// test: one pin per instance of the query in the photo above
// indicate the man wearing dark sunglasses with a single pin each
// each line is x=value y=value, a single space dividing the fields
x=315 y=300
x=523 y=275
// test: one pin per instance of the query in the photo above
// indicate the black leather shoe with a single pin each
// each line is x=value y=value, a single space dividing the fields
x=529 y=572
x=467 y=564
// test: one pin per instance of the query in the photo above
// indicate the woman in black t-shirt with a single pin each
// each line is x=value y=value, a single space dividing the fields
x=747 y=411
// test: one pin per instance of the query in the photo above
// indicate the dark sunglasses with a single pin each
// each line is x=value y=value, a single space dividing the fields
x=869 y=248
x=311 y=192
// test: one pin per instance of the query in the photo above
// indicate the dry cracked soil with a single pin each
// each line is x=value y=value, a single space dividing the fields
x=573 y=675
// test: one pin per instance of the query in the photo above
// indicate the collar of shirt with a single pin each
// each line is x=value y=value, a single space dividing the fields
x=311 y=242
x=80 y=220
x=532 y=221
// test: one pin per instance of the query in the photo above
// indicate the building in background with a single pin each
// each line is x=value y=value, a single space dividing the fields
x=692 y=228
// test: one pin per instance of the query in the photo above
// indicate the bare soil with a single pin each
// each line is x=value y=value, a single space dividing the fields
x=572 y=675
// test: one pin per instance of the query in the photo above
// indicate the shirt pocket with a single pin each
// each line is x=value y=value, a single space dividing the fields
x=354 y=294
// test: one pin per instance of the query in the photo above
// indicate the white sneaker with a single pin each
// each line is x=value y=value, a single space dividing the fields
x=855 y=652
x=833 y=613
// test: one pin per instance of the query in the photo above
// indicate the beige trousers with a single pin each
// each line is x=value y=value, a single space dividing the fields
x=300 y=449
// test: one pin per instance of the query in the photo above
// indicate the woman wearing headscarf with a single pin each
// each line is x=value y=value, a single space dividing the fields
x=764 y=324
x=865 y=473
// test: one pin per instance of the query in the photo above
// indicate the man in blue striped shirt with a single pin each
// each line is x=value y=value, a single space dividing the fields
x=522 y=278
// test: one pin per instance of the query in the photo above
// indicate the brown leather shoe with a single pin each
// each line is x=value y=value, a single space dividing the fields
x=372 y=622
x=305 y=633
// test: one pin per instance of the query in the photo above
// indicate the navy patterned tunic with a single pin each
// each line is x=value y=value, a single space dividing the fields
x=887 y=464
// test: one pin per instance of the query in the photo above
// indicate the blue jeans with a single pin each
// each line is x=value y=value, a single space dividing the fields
####################
- **Your goal**:
From the line that contains "brown leather shoe with a single pin each" down to the final line of the entries, print every line exactly as it is, and only those lines.

- **Exercise result**:
// indicate the brown leather shoe with a single pin each
// each line is x=value y=value, a single space dividing the fields
x=372 y=622
x=305 y=633
// test: one pin per instance of the query in the photo above
// indicate the navy patterned tunic with a single pin each
// each line is x=value y=value, a single space dividing the fields
x=887 y=464
// test: one pin per instance of the query in the photo above
// indicate the blue jeans with a single pin each
// each line is x=value y=value, a single space dividing the fields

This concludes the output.